#### Excerpted text

- - - - - - -

Colorectal cancer is a disease in which cancer cells grow in either the colon or the rectum. The colon and rectum are part of the large intestine, which is located in the abdomen between the small intestine and the anus. The large intestine is part of the body’s digestive system. It removes nutrients from food and stores waste until it passes out of the body. The large intestine, also called large bowel or colon, runs from the small intestine to the anus. The large intestine is divided into several parts, including the ascending, transverse, descending, and sigmoid colon, along with the rectum.

Normally, the cells in the colon and rectum divide in a regulated manner. If cells keep dividing when new cells are not needed, a mass of tissue called a tumor forms. A tumor can be benign or malignant.

A benign tumor is not cancer. It does not spread to other parts of the body. A malignant tumor is cancer. Cancer cells divide and damage tissue around them. They can enter the bloodstream and spread to other parts of the body.

Anatomy of the Colon

The colon is divided into four sections:

  • Ascending colon – travels vertically up the right side of the abdomen
  • Transverse colon – extends across the abdomen
  • Descending colon – extends vertically down the left side of the abdomen
  • Sigmoid colon – S-shaped section that extends to the rectum

Normal Anatomy of the Intestines

Normal Anatomy of the Large and Small Intestine
© 2009 Nucleus Medical Art, Inc.

- - - - - - -

#### Records
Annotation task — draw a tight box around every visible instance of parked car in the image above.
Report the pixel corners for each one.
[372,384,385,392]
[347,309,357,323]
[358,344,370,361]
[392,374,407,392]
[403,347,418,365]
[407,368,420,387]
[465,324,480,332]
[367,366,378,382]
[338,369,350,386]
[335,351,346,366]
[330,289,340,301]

- - - - - - -

#### Aim of the exercise
According to the colorectal cancer text, why can a malignant tumor affect parts of the body beyond where it started? Answer in one to three sentences.

#### Answer space
A malignant tumor is cancer. Its cells divide and damage the tissue around them, and they can enter the bloodstream and spread to other parts of the body.